* _Items_
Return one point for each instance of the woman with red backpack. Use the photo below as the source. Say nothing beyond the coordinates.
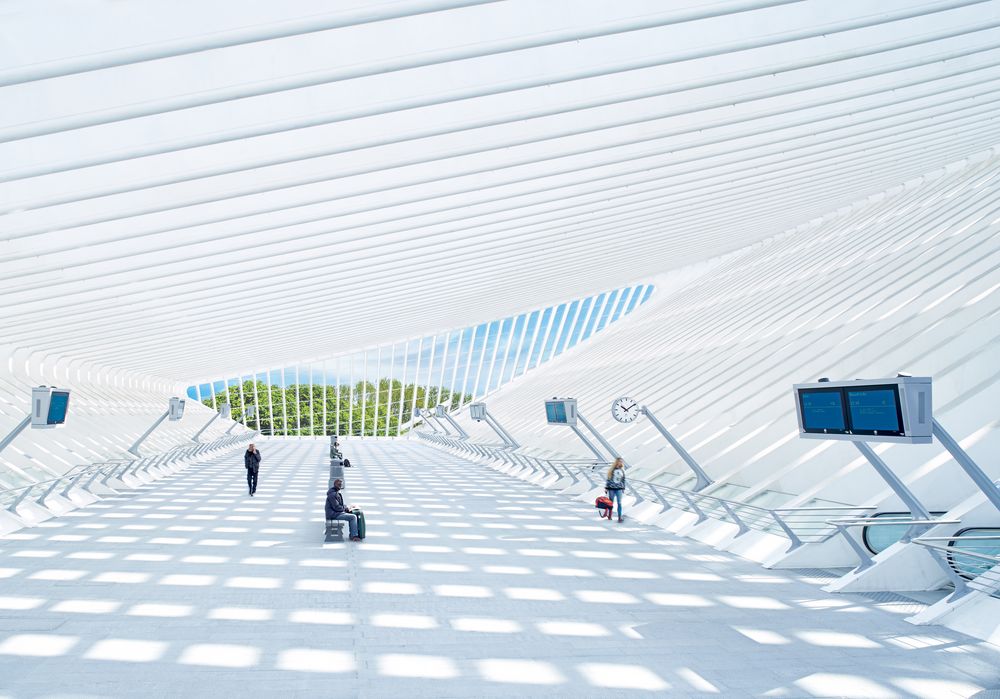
(615, 484)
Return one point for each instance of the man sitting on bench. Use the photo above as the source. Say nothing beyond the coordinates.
(335, 509)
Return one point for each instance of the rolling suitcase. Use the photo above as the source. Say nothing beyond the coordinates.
(361, 522)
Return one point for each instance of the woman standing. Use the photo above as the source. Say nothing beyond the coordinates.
(251, 460)
(616, 483)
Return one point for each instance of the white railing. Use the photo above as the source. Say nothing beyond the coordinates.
(121, 470)
(800, 525)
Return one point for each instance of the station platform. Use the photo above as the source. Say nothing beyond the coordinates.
(470, 584)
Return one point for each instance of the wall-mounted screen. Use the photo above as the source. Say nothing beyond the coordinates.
(822, 410)
(561, 411)
(176, 409)
(867, 410)
(874, 410)
(49, 407)
(58, 406)
(556, 412)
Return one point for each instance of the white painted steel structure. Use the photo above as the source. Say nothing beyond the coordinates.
(455, 367)
(354, 165)
(190, 192)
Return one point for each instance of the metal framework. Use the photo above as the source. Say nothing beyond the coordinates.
(492, 347)
(632, 152)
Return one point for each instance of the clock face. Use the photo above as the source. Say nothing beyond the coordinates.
(625, 410)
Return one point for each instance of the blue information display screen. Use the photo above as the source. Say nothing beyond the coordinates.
(57, 408)
(874, 410)
(823, 410)
(555, 411)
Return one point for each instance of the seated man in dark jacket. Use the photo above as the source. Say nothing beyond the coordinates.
(335, 509)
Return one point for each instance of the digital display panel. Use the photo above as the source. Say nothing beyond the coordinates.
(874, 410)
(555, 412)
(823, 410)
(58, 406)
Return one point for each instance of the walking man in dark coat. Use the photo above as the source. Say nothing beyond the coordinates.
(251, 460)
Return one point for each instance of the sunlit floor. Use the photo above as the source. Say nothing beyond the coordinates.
(471, 583)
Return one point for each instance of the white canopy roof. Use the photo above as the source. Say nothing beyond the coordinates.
(192, 188)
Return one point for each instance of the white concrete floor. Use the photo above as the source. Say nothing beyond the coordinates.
(470, 584)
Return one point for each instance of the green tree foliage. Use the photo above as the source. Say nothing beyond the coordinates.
(298, 410)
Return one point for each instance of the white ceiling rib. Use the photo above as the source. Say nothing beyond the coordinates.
(357, 176)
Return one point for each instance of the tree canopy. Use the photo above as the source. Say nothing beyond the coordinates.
(359, 410)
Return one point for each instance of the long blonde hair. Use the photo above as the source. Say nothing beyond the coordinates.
(617, 463)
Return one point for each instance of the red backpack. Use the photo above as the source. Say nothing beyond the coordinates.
(604, 505)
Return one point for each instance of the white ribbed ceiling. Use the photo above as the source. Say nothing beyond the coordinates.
(195, 188)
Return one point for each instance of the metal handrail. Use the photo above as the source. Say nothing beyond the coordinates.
(866, 560)
(987, 578)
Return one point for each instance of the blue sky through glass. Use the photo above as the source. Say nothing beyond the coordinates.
(474, 360)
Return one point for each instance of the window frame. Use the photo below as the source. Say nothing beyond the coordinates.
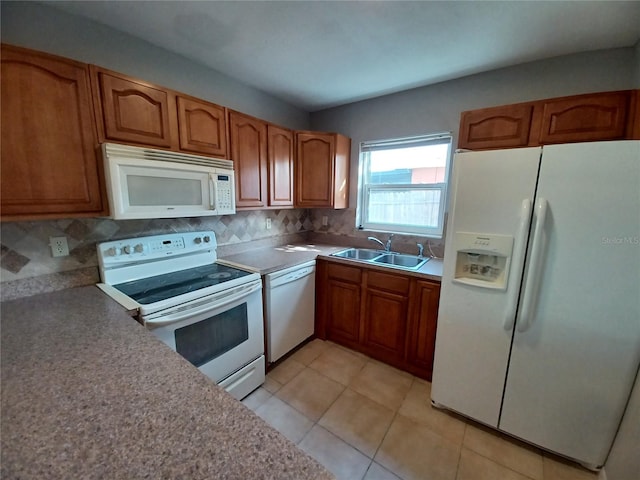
(365, 188)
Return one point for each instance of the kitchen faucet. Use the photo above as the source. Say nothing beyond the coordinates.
(387, 247)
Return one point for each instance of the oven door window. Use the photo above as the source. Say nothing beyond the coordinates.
(203, 341)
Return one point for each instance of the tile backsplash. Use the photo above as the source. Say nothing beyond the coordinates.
(25, 251)
(27, 267)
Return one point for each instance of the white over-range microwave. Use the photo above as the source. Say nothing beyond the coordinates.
(150, 183)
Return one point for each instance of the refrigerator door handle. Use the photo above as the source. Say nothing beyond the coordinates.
(518, 261)
(531, 285)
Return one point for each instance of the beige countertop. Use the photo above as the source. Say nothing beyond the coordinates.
(87, 392)
(270, 259)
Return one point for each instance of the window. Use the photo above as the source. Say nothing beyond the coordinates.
(403, 184)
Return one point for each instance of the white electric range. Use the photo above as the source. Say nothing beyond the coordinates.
(208, 312)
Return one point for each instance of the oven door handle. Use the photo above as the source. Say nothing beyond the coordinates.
(203, 306)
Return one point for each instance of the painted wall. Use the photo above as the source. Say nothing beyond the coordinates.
(624, 462)
(437, 108)
(47, 29)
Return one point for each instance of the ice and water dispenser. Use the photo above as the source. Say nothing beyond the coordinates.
(482, 260)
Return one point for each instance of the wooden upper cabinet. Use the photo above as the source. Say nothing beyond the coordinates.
(202, 127)
(248, 138)
(583, 118)
(280, 165)
(134, 111)
(499, 127)
(322, 170)
(50, 162)
(578, 118)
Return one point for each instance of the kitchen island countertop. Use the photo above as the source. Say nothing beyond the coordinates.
(89, 393)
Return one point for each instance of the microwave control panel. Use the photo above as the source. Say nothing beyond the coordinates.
(225, 203)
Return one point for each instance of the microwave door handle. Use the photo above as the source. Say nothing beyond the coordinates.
(209, 304)
(213, 192)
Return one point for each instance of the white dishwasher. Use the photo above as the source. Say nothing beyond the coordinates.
(290, 308)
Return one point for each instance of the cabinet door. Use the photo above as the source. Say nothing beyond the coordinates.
(280, 158)
(136, 112)
(584, 118)
(385, 324)
(343, 322)
(385, 315)
(50, 165)
(248, 138)
(498, 127)
(202, 127)
(315, 170)
(342, 297)
(422, 327)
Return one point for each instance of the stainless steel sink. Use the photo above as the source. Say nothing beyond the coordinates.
(399, 260)
(358, 253)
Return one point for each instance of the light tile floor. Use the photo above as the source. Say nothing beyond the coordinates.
(365, 420)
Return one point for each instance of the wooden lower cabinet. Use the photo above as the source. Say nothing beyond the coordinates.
(423, 320)
(388, 316)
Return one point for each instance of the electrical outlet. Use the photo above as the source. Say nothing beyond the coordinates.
(59, 246)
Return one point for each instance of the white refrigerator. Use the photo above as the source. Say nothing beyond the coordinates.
(539, 320)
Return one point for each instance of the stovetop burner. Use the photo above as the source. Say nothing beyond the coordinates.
(162, 287)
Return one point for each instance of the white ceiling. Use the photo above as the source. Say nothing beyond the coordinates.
(319, 54)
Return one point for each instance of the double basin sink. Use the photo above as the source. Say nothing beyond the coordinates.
(380, 257)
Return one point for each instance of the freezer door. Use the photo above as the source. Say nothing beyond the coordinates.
(475, 323)
(573, 365)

* _Problem to work on_
Render every line of the items above as a Markdown table with the columns Row and Text, numbering the lines in order and skipping blank ones. Leave the pictures out of the table.

* _Complete response_
| Row | Text |
|---|---|
| 1 | Return one point for each instance of the woman with red backpack. Use the photo below as the source. Say nothing beyond the coordinates. |
| 2 | (615, 484) |
| 3 | Return one point for each instance of the man sitting on bench. Use the photo above as the source. Say nothing beyond the coordinates. |
| 4 | (335, 509) |
| 5 | Return one point for each instance of the rolling suitcase. Use the photo above as the source. Say nothing beyond the coordinates. |
| 6 | (361, 522) |
| 7 | Return one point for each instance of the woman standing. Use the photo above as the source. Say nothing beyond the coordinates. |
| 8 | (251, 460) |
| 9 | (616, 483) |
| 10 | Return one point for each instance of the white railing. Use the photo above as the source. Say nothing beyond the coordinates. |
| 11 | (121, 470) |
| 12 | (800, 525) |
| 13 | Return one point for each instance of the station platform. Use the photo above as the source. Say nothing beyond the coordinates. |
| 14 | (470, 584) |
| 15 | Return one point for each instance of the wall-mounted screen. Use the photo above as the source. Say nothing beyond the coordinates. |
| 16 | (822, 410) |
| 17 | (561, 411) |
| 18 | (176, 409) |
| 19 | (867, 410) |
| 20 | (874, 410) |
| 21 | (49, 407) |
| 22 | (58, 406) |
| 23 | (556, 412) |
| 24 | Return one point for each instance of the white painted steel structure. Use the photo above as the source. Say nothing beyond the coordinates. |
| 25 | (455, 367) |
| 26 | (354, 165) |
| 27 | (190, 192) |
| 28 | Return one point for each instance of the metal framework. Use the photo above as the source. Say nothing beyond the coordinates. |
| 29 | (492, 347) |
| 30 | (632, 152) |
| 31 | Return one point for each instance of the clock face. Use the photo above as the source. Say nothing beyond the coordinates. |
| 32 | (625, 410) |
| 33 | Return one point for each instance of the blue information display screen. Use the photo above as the source. Say nothing beyond the coordinates. |
| 34 | (57, 408) |
| 35 | (874, 410) |
| 36 | (823, 410) |
| 37 | (555, 411) |
| 38 | Return one point for each instance of the seated man in dark jacket. Use the photo above as the source. Say nothing beyond the coordinates. |
| 39 | (335, 509) |
| 40 | Return one point for each instance of the digital display panel. Use the photo above as the source. Say nothing beyond the coordinates. |
| 41 | (874, 410) |
| 42 | (555, 412) |
| 43 | (823, 410) |
| 44 | (58, 406) |
| 45 | Return one point for each instance of the walking man in dark coat. Use the photo above as the source. Say nothing beyond the coordinates. |
| 46 | (251, 460) |
| 47 | Return one point for each instance of the sunlit floor. Use the photo above as the source. Say nothing beyond the coordinates. |
| 48 | (471, 583) |
| 49 | Return one point for each instance of the white canopy roof. Use the photo above as the source. Say nothing beyond the coordinates. |
| 50 | (192, 188) |
| 51 | Return one point for each instance of the white concrete floor. Use the photo above as the source. Say nothing beyond the coordinates. |
| 52 | (470, 584) |
| 53 | Return one point for each instance of the green tree foliage. Use the photo above as the source. Say nothing beyond the coordinates. |
| 54 | (298, 410) |
| 55 | Return one point for each instance of the white ceiling rib. Use the photo above as the source. Say nothing beyond the coordinates. |
| 56 | (357, 176) |
| 57 | Return one point for each instance of the tree canopy. Use the photo above as the source. Say nothing beyond the coordinates. |
| 58 | (359, 410) |
| 59 | Return one point for each instance of the long blonde hair. Use the photo above as the source. Say nothing beyond the coordinates. |
| 60 | (617, 463) |
| 61 | Return one point for each instance of the red backpack. Use the photo above as the source. Say nothing beyond the coordinates. |
| 62 | (604, 505) |
| 63 | Return one point for each instance of the white ribbed ceiling. Use the photo above as the source. Say nothing beyond the coordinates. |
| 64 | (195, 188) |
| 65 | Return one point for each instance of the metal handrail. Use the photo above as the source. Say nothing beyond the coordinates. |
| 66 | (866, 560) |
| 67 | (987, 578) |
| 68 | Return one point for each instance of the blue sky through glass. Use the photo above as the source. Say nothing beyond the coordinates. |
| 69 | (474, 360) |
| 70 | Return one point for each instance of the window frame. Use the photo below as the source. Say nothing beyond the coordinates. |
| 71 | (365, 188) |
| 72 | Return one point for each instance of the kitchen faucet. Use the photo above as the source. Say nothing beyond the coordinates. |
| 73 | (387, 247) |
| 74 | Return one point for each instance of the oven door window. Use the photo above as the source. Say nothing beyond the coordinates. |
| 75 | (203, 341) |
| 76 | Return one point for each instance of the tile backsplash. Use the photo above as the source. Say nothing beyond the coordinates. |
| 77 | (25, 251) |
| 78 | (27, 267) |
| 79 | Return one point for each instance of the white over-range microwave. Use the photo above as the source. Say nothing beyond the coordinates. |
| 80 | (150, 183) |
| 81 | Return one point for each instance of the refrigerator door handle. Use the photo above as the source. Say nothing beyond the coordinates. |
| 82 | (518, 261) |
| 83 | (531, 285) |
| 84 | Return one point for each instance of the beige countertop. Use the photo above as the source. Say nothing beyond the coordinates. |
| 85 | (87, 392) |
| 86 | (270, 259) |
| 87 | Return one point for each instance of the window. Use the photo above as the source. Say nothing beyond the coordinates. |
| 88 | (403, 184) |
| 89 | Return one point for each instance of the white electric range. Use the photo above as the source. Say nothing beyond the coordinates. |
| 90 | (208, 312) |
| 91 | Return one point for each instance of the oven door handle. Use the photo above as the source. Say nothing beyond the coordinates. |
| 92 | (203, 306) |
| 93 | Return one point for each instance of the painted wall. Use the photo above as the source. Say nothing beyond the coordinates. |
| 94 | (624, 462) |
| 95 | (437, 108) |
| 96 | (47, 29) |
| 97 | Return one point for each instance of the ice and water dispenser. Use the photo above as the source. Say nothing beyond the coordinates. |
| 98 | (482, 260) |
| 99 | Return one point for each instance of the wooden upper cabinet. Use the photo above as the source. Say nothing beyond the coordinates. |
| 100 | (202, 127) |
| 101 | (248, 138) |
| 102 | (583, 118) |
| 103 | (280, 165) |
| 104 | (134, 111) |
| 105 | (499, 127) |
| 106 | (322, 170) |
| 107 | (50, 162) |
| 108 | (578, 118) |
| 109 | Return one point for each instance of the kitchen island countertop. Use the photo above as the source. Say nothing beyond the coordinates. |
| 110 | (89, 393) |
| 111 | Return one point for each instance of the microwave control panel. Use the photo above as the source. Say nothing beyond the coordinates. |
| 112 | (225, 203) |
| 113 | Return one point for each instance of the microwave door handle. Use the photo above as the source. Say nothing beyond the coordinates. |
| 114 | (209, 304) |
| 115 | (213, 192) |
| 116 | Return one point for each instance of the white dishwasher. Use the photo above as the source. Say nothing beyond the coordinates. |
| 117 | (290, 308) |
| 118 | Return one point for each instance of the cabinet door. Use the photo above as the source. Say nothing beyond the coordinates. |
| 119 | (280, 158) |
| 120 | (136, 112) |
| 121 | (584, 118) |
| 122 | (385, 324) |
| 123 | (343, 322) |
| 124 | (385, 315) |
| 125 | (50, 165) |
| 126 | (248, 138) |
| 127 | (498, 127) |
| 128 | (202, 127) |
| 129 | (315, 170) |
| 130 | (342, 297) |
| 131 | (422, 327) |
| 132 | Return one point for each instance of the stainless steel sink. Use the photo above as the source. Say nothing beyond the coordinates. |
| 133 | (399, 260) |
| 134 | (358, 253) |
| 135 | Return one point for each instance of the light tile floor. Use the photo above as the source. Say nothing beyond the coordinates. |
| 136 | (365, 420) |
| 137 | Return one point for each instance of the wooden lower cabinet. Use the photo above as the source. Say nothing beyond the coordinates. |
| 138 | (423, 320) |
| 139 | (388, 316) |
| 140 | Return one point for each instance of the electrical outlet. Use the photo above as the source. Say nothing beyond the coordinates. |
| 141 | (59, 246) |
| 142 | Return one point for each instance of the white refrigerator. Use the photo above as the source. Say nothing beyond the coordinates. |
| 143 | (539, 320) |
| 144 | Return one point for each instance of the stovetop burner. Use the photo above as the source. Say nothing beyond the coordinates. |
| 145 | (162, 287) |
| 146 | Return one point for each instance of the white ceiling. Use the photo above as the source. Say nothing beyond the coordinates. |
| 147 | (319, 54) |
| 148 | Return one point for each instance of the double basin sink. Use the photo above as the source. Say nothing beyond the coordinates. |
| 149 | (380, 257) |
| 150 | Return one point for each instance of the freezer door. Use the photo above as the source. Say nothing beyond the coordinates. |
| 151 | (475, 323) |
| 152 | (573, 365) |